▶ **PROVIDED TEXT**
= = = = = = =

Reports on a Sth African survey in 2009, very detailed at first, then refined for broader use. Results:
Experience with ICT use, not age was a key determinant. Children born into the net generation cannot be assumed to be a particular ‘way’. No homogeneity. The Digital native was an ‘elite’ user – 11% only of the cohort; they have 10+ years experience, learning from others and themselves about how to use. Also identifies the ‘digital stranger’ – lack of experience, lack of
opportunity.
Distinguishes between computer use and mobile phone use – the latter is ubiquitous and, for poorer users, mobile = Internet access. Relatively cheap access that way, also lack of infrastructure. So research heavily focused on mobile devices. And in this context, poorer students tended to prioritise mobile phone use for study.
Now moves to theory to explore: Bourdieu
Fields (aims, goals, attempting to achieve); capitals (resources – economic, social, symbolic – eg what matters), cultural Social Capital – embodied, objectified, institutional (eg what you can do, what tools you have, and how your skills are recognised); Habitus – “being in the world” – shifting constructs of relationships between field and capital
Describes two cases – very interesting about the relationship of computing to mobile phones, but also the manner in which expectations, desires and plans for the future create openness to ‘being digital’.
Digital Natives: Everyday Life v Academic Study
Starts with Douglas Adams on technologies: “things in world when born are ordinary”; “things invented between 15-35 are new and exciting”; “anything invented after you are 35 is against the order of things”.
Is critical of the underlying assumption that young people naturally adopt and use technology and can apply it to learning; an assumption stemming from Tapscott, Prenksy et al from late 1990s. Initial research was very localised, and focused on the characteristics of students’ internet use. From it came radical calls for change in higher education and thus the emergence of a moral panic around educational change. Around 2005, people started to focus more on skills and less on age as the marker of the ‘digital natives’; similarly, we started to get large-scale surveys.
Reports on a survey of 7 of 9 faculties at University of Wollongong, n=547. Focused on domestic, 1st year on-campus surveys. Focused only on 1980+ students. (n=470). Used term of access, not ownership. PDAs and GPS – very limited or no access. Survey looked at use of tech in ‘everyday life’ vs ‘academic study’. Fairly obvious findings – eg high frequency of mobiles and email for everyday life; high finding information / LMS use – all the ‘web 2.0’ stuff is very low level for academic life. Academic use is always lower than everyday life for things like blogging, video production. For chat and social networking, almost inverse relationship – high social, low academic.
Conclusion – variety of uses and approaches from students. There are no groupings: technologies are highly individuated. Surveys do not tell us the ‘story’ behind the data – eg mobile phone as replacement watch. Surveys are not accurate and reliable. Correlation co-efficient analysis shows very little reliability. Technology use varies widely from week to week.
Further research is looking at difference between self-directed academic study and directed academic study use of technologies.
Learning Nests and Local Habitations
Where is networked learning located? It is not anywhere, anyplace, anytime: it is simply relocated and retermporalised. Uses notion of ‘edgeless’ university and classroom, drawn from Bradwell (2009) “edgeless city” – function remains; form alters. Local habitation from Nardi and O’Day – technologies adated to, changed within a local area; linked to Crook (1990s) – the learning nest of the college dorm room – merging of study and personal life. “institutional requirements” matter (so tech work links to assessment, lecture, classes etc).

= = = = = = =

Bounding-box entries

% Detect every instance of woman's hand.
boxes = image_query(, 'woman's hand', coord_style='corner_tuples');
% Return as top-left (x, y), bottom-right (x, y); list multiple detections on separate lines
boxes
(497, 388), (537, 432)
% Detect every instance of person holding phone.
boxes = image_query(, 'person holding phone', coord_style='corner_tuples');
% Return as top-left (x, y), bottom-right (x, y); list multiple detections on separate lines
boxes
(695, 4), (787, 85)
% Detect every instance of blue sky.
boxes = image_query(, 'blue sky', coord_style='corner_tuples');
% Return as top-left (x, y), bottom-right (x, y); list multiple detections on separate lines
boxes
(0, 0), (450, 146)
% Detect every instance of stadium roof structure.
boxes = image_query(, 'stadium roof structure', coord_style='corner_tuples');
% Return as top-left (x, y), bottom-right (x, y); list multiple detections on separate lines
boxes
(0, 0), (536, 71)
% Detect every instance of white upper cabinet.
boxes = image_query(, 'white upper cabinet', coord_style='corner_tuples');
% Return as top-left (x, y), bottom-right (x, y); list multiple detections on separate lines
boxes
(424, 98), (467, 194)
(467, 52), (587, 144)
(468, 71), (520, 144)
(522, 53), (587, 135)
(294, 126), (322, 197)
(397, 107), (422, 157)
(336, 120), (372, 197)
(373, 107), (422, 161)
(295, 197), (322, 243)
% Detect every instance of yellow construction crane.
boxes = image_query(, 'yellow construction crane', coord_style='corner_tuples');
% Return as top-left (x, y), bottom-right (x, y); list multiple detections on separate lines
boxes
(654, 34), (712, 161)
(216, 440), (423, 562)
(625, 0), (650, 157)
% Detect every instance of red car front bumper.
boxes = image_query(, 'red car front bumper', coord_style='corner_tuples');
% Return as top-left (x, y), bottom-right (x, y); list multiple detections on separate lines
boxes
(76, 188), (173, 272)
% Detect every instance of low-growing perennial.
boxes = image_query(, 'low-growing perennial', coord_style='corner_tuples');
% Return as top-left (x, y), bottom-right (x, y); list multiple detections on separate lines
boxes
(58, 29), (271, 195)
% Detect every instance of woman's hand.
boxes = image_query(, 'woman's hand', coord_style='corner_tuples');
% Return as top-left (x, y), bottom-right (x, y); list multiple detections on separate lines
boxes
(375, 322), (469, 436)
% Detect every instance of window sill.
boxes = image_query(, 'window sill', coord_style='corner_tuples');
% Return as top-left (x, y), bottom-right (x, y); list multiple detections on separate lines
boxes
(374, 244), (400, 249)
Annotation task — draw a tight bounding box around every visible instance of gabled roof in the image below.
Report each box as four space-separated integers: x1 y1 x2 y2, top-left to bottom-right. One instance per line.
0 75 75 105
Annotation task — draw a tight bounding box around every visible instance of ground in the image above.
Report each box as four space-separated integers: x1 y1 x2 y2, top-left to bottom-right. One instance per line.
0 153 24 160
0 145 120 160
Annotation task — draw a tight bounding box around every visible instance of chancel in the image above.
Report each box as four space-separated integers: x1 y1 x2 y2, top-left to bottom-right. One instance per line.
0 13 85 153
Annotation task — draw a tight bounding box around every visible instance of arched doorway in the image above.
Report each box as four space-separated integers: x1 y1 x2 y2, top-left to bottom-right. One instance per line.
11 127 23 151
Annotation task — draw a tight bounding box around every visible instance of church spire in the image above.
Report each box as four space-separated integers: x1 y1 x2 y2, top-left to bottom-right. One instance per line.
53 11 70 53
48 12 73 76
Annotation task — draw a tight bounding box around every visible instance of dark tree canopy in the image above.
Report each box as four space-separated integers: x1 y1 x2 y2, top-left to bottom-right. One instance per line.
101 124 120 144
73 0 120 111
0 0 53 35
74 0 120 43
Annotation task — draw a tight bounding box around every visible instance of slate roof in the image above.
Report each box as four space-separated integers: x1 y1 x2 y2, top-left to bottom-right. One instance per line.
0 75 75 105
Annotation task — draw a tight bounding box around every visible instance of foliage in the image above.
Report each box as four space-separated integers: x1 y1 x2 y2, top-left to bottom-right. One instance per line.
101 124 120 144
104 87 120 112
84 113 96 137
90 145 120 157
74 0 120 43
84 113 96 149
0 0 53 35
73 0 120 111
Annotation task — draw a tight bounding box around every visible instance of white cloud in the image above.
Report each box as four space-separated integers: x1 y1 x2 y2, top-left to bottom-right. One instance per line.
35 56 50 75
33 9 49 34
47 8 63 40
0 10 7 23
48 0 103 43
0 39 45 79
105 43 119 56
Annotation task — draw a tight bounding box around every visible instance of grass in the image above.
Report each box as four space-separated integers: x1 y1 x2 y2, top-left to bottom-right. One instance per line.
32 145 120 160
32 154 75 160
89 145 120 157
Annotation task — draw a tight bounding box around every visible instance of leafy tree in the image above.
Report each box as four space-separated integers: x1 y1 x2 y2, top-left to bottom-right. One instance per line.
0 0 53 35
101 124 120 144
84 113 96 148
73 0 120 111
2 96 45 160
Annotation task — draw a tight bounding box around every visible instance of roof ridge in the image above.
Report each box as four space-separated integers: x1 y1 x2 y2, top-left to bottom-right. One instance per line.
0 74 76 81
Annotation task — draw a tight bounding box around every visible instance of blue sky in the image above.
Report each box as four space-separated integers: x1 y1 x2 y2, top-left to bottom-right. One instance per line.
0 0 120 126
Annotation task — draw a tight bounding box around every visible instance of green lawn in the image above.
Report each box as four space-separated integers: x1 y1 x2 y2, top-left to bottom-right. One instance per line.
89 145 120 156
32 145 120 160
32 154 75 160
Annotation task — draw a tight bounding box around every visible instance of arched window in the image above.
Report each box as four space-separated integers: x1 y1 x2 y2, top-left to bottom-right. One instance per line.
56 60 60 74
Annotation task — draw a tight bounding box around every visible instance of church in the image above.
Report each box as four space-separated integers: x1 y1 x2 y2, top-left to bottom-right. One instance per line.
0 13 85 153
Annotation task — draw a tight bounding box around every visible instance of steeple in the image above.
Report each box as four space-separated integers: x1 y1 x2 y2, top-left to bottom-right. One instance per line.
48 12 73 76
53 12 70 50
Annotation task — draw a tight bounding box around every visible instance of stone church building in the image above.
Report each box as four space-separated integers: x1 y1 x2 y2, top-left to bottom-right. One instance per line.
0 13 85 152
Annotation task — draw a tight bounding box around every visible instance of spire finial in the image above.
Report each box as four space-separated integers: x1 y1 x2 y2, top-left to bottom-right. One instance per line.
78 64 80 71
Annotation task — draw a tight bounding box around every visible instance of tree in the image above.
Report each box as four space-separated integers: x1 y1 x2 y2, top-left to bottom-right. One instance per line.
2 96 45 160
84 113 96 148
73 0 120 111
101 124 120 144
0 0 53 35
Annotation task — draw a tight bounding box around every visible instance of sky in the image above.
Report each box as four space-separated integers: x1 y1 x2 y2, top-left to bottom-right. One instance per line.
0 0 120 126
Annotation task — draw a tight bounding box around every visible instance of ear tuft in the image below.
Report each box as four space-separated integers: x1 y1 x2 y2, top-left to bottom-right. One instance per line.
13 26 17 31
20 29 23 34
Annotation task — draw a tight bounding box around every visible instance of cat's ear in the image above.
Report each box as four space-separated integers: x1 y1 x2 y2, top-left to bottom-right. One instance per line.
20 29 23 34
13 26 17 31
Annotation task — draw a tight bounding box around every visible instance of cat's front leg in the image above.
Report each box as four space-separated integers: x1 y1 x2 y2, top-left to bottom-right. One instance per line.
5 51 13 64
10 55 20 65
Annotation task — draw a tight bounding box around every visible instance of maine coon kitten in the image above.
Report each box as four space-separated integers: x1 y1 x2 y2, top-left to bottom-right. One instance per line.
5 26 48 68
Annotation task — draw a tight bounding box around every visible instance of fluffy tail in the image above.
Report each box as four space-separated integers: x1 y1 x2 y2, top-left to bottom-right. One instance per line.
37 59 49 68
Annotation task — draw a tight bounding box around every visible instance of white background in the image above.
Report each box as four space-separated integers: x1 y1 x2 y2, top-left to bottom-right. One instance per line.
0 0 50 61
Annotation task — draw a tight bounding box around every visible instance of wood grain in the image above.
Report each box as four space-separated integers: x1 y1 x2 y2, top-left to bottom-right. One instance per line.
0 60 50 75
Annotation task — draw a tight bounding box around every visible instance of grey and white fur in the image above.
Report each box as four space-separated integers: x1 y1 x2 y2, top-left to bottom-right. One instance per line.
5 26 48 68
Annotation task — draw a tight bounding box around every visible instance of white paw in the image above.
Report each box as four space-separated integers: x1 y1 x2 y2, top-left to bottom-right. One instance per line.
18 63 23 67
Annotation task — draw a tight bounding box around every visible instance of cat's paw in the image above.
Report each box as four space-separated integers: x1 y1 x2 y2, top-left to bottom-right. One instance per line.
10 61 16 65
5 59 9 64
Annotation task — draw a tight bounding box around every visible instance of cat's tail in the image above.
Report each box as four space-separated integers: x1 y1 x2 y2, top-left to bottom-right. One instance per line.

= = = = = = =

▶ **EXERCISE GOAL**
Pick up the notes on digital natives and networked learning after their last sentence and write the next part.

▶ **EXPECTED ANSWER**
Research used ‘day experience method’ (Riddle, 2007) – students had cams and had to film themselves based on prompts sent via SMS during the day. Followed up with focus groups at which some videos were shown to all. Shows videos – excellent method.
Clear evidence that students didn’t know that they were using technology as much as they were.
“There was no difference between the location of work and play” (eg student Facebooking in class)
“Applications open at once” – Life on screen Which tab is open = whether you are studying or working
Importance of connections to others – alone, alone but online connection, shared space with others in physical space.
Crook (1990s) claimed that on-screen would be distaction; this research at least identifies how people manage their distractions. So students are quite astute at controlling their technology uses when they need to avopid distraction – critically this shows agency
Extremely interesting results here – what it shows is that rich ethnographic or qualitative approaches are far more useful in understanding the diversity of experience, rather than generic surveys. The ideas about location are beautifully interwoven between where they are using computing, and how they are controlling and creating ‘virtual’ locations within the screen interface
Supporting the digital natives
3-year project focusing on schools, more than universities – what is happening before uni. Critical of the populist net gen rhetoric. So ask, how do young people use it, and how can we give equal access and opportunity, especially supporting them in the gaining of skills.
Basic data – note a small dip in Internet use at ages 17-19 (from 95% to 90% or so); very high Internet access for children at home; and even in bedroom. Children negotiate with parents to get access to Internet – perhaps to claim it helps them study – and parents accept this.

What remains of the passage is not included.